Provided text

Inside the Philippines’ dangerous mission in the South China Sea

Inside the Philippines’ dangerous mission in the South China Sea

FILE PHOTO: A Philippine supply boat sails near a Chinese Coast Guard ship during a resupply mission for Filipino troops stationed at a grounded warship in the South China Sea, Oct 4, 2023. (Reuters)
FILE PHOTO: A Philippine supply boat sails near a Chinese Coast Guard ship during a resupply mission for Filipino troops stationed at a grounded warship in the South China Sea, Oct 4, 2023. (Reuters)

As sailors scrambled to unload provisions from two small boats for troops on a grounded ship in the South China Sea, a US Navy aircraft flew overhead while three Japanese-built Philippine coast guard vessels kept watch.

They in turn were monitored by a flotilla of Chinese coast guard ships and other vessels that had spent the past few hours trying to obstruct the Philippine vessels from reaching their destination, including firing a water cannon. 

The scene was the climax of the latest mission to resupply the BRP Sierra Madre, a decaying World War II-era vessel that Manila intentionally grounded on Second Thomas Shoal in 1999 in response to China’s occupation of Mischief Reef four years earlier. It’s the Philippines’ sole outpost in the shoal designed to establish its sovereignty in the fishing-rich waters.

Tasks and exercises
A – According to the article on the Philippines' South China Sea mission, in what year did Manila intentionally ground the BRP Sierra Madre on Second Thomas Shoal?
B – Which seas, shoals, and reefs are named in the article on the Philippines' South China Sea mission?

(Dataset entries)
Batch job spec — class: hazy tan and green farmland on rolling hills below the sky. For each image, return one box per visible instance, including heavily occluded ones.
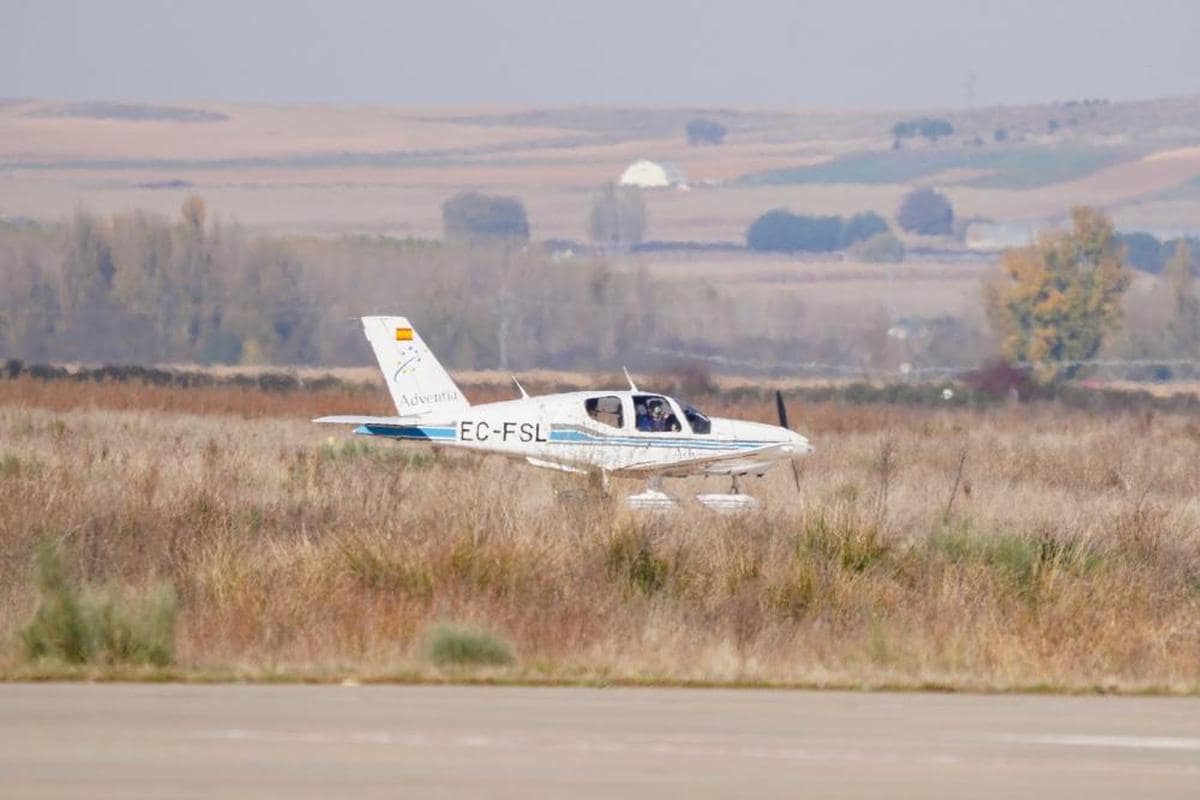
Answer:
[0,97,1200,241]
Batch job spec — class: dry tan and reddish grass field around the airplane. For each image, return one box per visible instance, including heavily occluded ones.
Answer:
[0,378,1200,693]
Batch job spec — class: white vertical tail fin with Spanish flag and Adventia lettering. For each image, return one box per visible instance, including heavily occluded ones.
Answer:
[362,317,470,419]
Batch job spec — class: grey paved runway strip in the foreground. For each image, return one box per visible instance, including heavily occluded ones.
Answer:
[0,684,1200,800]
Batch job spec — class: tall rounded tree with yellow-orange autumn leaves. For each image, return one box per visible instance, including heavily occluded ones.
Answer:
[984,206,1129,378]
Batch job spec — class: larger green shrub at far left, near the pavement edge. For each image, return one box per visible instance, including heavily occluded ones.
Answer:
[20,543,176,667]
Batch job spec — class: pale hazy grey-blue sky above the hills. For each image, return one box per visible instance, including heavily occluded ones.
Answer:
[0,0,1200,108]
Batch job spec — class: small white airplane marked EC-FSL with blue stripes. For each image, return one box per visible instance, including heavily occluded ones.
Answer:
[313,317,812,510]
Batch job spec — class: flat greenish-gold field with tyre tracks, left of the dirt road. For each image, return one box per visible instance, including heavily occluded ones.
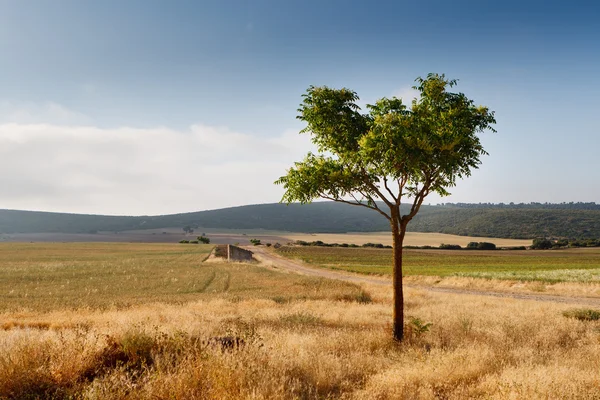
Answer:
[0,243,360,312]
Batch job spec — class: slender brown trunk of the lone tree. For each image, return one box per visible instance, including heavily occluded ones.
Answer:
[391,215,406,342]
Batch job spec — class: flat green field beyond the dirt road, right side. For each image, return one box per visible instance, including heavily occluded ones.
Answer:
[277,246,600,282]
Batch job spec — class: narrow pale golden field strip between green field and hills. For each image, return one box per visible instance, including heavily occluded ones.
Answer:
[280,232,531,247]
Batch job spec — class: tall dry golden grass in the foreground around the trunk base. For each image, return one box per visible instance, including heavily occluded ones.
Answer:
[0,282,600,399]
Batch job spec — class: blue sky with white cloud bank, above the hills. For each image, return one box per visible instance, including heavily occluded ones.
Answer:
[0,0,600,214]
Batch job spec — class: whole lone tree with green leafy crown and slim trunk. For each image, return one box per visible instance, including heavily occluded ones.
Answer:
[275,74,496,341]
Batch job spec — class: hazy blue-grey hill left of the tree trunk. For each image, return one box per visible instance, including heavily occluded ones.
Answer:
[0,202,389,233]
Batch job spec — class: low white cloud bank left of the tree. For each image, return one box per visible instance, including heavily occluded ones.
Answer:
[0,123,312,215]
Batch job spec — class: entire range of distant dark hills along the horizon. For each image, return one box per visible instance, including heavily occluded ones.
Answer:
[0,202,600,239]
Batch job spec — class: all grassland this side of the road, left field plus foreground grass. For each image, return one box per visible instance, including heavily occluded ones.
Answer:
[0,244,600,399]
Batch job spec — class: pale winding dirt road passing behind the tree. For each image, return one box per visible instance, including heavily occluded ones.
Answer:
[248,247,600,307]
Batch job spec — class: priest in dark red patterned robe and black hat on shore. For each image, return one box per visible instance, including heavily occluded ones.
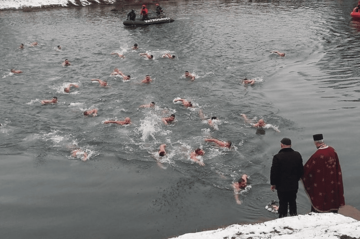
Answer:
[302,134,345,213]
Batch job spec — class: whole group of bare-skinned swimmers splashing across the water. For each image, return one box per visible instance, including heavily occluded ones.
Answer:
[11,34,285,204]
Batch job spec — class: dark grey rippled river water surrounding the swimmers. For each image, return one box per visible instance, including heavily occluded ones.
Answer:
[0,0,360,239]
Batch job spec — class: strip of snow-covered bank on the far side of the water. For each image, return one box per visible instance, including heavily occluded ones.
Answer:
[0,0,116,10]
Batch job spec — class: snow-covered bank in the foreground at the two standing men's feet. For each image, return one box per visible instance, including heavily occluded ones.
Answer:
[174,213,360,239]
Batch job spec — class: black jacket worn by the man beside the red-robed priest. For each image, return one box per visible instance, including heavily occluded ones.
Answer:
[270,148,304,192]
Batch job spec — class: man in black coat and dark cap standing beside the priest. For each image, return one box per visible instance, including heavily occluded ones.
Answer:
[270,138,304,218]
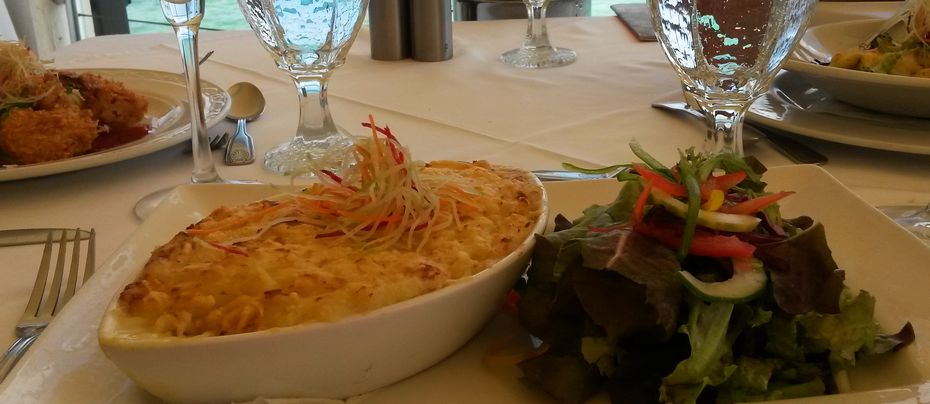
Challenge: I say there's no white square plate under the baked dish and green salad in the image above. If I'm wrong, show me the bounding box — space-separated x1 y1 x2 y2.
0 166 930 404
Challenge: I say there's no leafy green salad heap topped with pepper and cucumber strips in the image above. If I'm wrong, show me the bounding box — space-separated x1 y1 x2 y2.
515 143 914 403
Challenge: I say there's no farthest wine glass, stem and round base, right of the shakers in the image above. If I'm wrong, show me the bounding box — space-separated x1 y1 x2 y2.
501 0 575 69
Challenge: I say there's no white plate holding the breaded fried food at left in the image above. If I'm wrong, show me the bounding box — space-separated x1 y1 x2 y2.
0 69 231 181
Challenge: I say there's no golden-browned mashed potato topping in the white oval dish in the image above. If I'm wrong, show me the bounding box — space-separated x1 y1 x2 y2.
119 120 543 336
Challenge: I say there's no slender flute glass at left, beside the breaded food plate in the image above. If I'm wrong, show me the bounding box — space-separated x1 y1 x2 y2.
133 0 226 219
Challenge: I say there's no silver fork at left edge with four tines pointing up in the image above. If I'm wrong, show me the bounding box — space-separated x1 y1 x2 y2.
0 229 95 382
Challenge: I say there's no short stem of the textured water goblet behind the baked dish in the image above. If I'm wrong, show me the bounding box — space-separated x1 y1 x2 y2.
294 73 338 140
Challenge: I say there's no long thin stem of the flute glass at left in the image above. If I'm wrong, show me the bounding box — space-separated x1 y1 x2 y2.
174 25 220 184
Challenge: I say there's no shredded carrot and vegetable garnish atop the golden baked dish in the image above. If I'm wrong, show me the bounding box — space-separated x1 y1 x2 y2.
186 116 480 254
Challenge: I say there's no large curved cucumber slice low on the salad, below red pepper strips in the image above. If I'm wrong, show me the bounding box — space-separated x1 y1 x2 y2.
678 258 769 303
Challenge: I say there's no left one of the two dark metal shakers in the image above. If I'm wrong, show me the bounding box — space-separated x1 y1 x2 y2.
368 0 410 60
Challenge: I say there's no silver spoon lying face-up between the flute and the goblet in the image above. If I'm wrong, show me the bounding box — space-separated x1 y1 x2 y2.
223 82 265 166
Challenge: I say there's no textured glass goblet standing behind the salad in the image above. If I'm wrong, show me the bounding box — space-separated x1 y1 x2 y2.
649 0 817 155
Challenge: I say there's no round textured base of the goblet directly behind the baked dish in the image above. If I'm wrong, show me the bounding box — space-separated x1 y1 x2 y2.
265 131 355 177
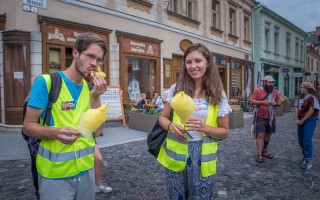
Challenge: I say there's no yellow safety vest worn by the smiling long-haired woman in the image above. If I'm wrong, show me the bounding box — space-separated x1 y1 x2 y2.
157 104 219 177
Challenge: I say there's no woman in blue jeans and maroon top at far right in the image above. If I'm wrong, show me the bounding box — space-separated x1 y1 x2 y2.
296 82 320 169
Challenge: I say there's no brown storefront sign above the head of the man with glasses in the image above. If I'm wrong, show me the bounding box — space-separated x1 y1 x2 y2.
47 25 106 45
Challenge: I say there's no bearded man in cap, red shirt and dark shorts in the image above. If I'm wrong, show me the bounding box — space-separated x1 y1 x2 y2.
250 76 281 163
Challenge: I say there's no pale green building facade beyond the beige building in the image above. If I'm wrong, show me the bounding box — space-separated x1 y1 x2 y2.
253 4 307 99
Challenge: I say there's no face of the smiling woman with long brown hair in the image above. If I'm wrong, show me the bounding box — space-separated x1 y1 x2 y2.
185 50 208 80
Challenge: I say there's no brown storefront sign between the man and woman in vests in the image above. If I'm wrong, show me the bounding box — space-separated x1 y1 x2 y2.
123 38 159 57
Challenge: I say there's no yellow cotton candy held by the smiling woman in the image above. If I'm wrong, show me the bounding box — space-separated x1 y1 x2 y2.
171 91 194 124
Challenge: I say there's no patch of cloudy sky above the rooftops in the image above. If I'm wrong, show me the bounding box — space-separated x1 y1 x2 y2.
256 0 320 32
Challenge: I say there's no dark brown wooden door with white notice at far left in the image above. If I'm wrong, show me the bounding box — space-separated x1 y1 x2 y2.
3 31 31 125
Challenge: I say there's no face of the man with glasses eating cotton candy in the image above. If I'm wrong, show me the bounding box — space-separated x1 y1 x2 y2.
74 44 103 80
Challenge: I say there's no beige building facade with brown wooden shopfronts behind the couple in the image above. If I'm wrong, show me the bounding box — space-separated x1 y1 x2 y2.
0 0 255 125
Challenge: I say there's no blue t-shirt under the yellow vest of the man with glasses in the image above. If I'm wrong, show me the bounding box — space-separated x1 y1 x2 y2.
28 71 82 126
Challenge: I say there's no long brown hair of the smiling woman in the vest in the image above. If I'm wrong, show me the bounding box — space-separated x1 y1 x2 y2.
174 43 223 105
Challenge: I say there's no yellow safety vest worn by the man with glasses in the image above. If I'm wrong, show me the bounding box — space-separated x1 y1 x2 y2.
36 75 95 178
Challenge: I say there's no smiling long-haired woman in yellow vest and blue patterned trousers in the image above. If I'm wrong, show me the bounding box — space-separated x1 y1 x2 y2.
157 43 231 199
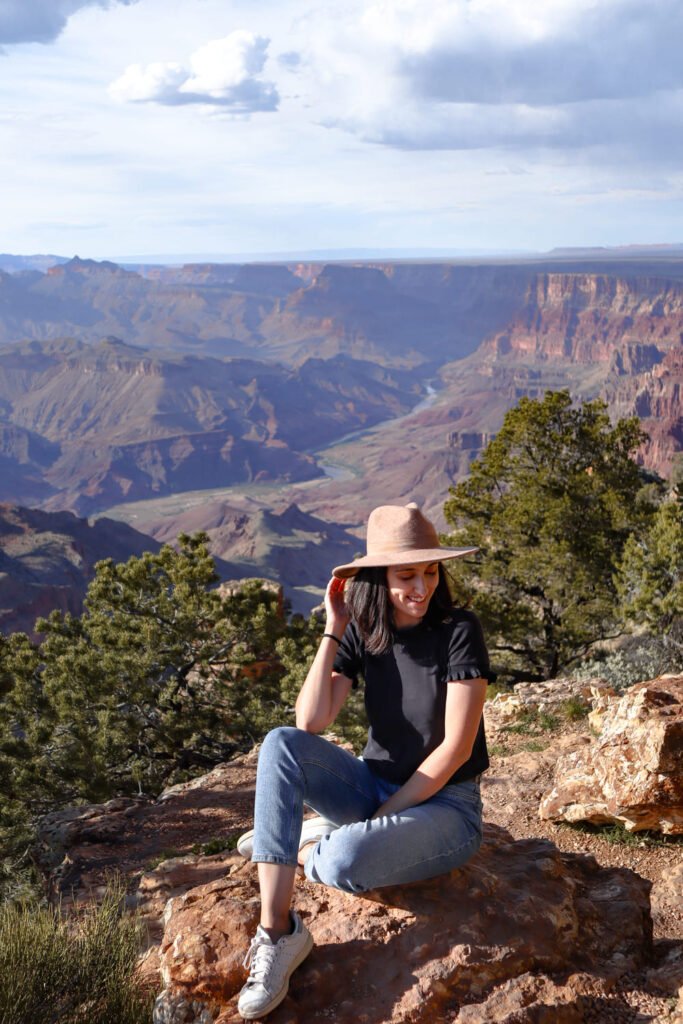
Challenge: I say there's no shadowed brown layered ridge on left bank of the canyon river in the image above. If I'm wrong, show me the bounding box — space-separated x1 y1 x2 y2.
0 338 422 514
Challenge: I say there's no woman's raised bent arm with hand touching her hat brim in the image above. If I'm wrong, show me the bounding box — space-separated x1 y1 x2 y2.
296 578 352 732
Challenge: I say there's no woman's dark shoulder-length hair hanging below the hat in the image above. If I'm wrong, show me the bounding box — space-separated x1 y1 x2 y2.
345 562 453 654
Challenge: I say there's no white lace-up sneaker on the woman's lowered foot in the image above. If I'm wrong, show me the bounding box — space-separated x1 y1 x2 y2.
238 910 313 1020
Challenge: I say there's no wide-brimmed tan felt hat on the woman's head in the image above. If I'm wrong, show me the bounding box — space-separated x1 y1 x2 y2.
332 502 479 580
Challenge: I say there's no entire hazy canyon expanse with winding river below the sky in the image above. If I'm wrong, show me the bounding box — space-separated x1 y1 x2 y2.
0 254 683 618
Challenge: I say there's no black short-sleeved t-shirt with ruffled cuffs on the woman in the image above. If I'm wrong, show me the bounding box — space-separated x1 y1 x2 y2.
333 608 496 785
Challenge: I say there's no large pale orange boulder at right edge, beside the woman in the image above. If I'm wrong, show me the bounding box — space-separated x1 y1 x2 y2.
539 676 683 835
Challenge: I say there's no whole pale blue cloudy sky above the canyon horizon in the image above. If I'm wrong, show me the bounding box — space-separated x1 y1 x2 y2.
0 0 683 258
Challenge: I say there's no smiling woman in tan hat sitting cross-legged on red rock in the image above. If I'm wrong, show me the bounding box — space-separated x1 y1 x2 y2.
238 504 495 1019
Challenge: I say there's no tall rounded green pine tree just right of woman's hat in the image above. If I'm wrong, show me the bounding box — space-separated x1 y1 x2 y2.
444 391 658 681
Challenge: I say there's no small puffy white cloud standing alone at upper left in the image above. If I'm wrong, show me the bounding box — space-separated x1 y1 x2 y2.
110 30 280 114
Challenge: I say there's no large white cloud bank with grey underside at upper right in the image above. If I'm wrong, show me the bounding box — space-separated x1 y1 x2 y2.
306 0 683 159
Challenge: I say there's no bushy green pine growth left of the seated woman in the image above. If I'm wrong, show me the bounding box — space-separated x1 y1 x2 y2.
0 535 289 897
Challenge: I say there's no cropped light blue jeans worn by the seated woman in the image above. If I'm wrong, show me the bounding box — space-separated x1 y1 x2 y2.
252 727 481 893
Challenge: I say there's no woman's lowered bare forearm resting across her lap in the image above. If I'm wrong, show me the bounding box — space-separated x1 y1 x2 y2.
373 679 486 818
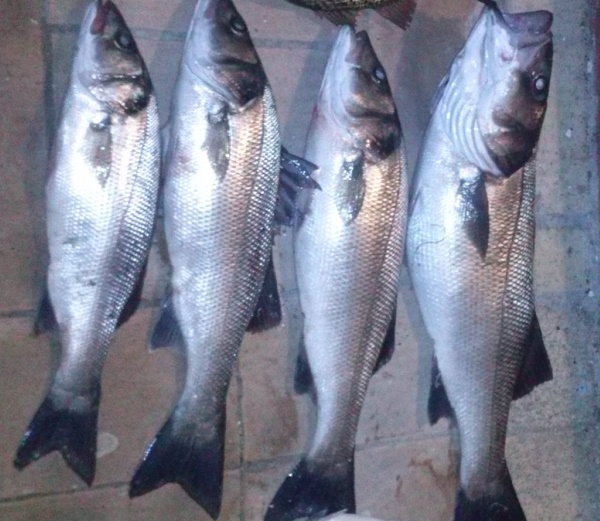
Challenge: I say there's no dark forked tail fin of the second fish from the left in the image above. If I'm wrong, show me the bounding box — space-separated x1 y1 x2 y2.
129 411 225 519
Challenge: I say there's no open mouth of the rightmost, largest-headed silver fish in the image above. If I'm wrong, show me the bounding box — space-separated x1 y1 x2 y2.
485 1 554 49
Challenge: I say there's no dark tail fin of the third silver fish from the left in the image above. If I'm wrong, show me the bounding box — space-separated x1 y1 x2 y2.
265 455 356 521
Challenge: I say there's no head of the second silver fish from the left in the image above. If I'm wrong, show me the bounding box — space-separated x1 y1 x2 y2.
184 0 267 110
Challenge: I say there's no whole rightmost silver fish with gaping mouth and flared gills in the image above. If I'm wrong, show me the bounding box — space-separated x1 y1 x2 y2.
407 2 552 521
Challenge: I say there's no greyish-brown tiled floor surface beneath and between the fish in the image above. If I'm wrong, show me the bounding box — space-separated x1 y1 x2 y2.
0 0 600 521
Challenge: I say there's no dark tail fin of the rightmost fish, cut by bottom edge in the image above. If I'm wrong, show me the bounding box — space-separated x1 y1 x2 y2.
454 468 527 521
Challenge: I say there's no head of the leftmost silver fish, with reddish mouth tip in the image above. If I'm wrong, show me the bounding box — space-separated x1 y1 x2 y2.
74 0 153 114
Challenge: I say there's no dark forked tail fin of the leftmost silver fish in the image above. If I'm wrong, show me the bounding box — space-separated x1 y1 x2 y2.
13 385 100 486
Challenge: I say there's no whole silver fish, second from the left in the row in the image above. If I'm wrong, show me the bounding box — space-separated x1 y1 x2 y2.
130 0 280 518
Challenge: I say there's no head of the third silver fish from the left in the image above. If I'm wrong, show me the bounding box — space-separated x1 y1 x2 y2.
320 26 401 160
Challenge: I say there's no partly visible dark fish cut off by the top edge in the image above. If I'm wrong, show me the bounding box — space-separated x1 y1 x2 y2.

Task results
A – 1999

B – South China Sea, Second Thomas Shoal, Mischief Reef